+++ INPUT ROWS

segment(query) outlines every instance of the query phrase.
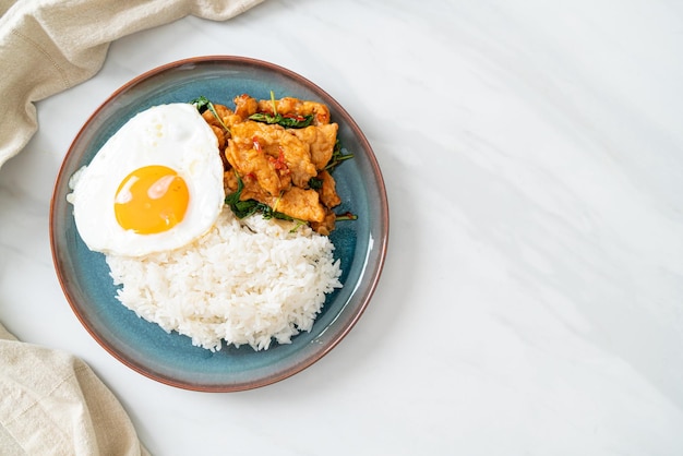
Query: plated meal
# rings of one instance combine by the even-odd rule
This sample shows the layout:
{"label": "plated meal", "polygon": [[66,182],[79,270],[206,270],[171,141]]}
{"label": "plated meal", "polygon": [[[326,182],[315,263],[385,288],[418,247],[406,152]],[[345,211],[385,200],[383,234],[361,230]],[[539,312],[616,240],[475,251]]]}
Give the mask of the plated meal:
{"label": "plated meal", "polygon": [[70,180],[79,233],[106,254],[117,299],[219,350],[310,331],[340,288],[327,238],[343,160],[327,106],[205,97],[130,119]]}
{"label": "plated meal", "polygon": [[107,351],[167,384],[239,391],[299,372],[355,325],[386,206],[334,99],[279,67],[211,57],[155,69],[93,115],[50,233],[67,298]]}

++++++

SET EXERCISE:
Rewrite the records, changing each "instance" to "occurrence" and keeping everything else the same. Omit the pictures from your answer.

COMPLETE RESPONSE:
segment(query) outlines every occurrence of the query phrase.
Query: plated meal
# rings of one occurrence combine by the even-odd rule
This sample shows the layout:
{"label": "plated meal", "polygon": [[66,182],[79,270],[206,270],[171,141]]}
{"label": "plated meal", "polygon": [[[326,182],[315,263],[385,288],[418,247],[406,152]],[[345,211],[385,200],[383,234],[361,230]],[[539,312],[616,240],[475,251]]]}
Give the mask of the plated meal:
{"label": "plated meal", "polygon": [[70,180],[79,233],[106,254],[117,299],[219,350],[310,331],[340,288],[327,238],[343,160],[327,106],[205,97],[130,119]]}
{"label": "plated meal", "polygon": [[107,351],[167,384],[239,391],[299,372],[355,325],[386,206],[334,99],[279,67],[211,57],[155,69],[93,115],[50,233],[67,298]]}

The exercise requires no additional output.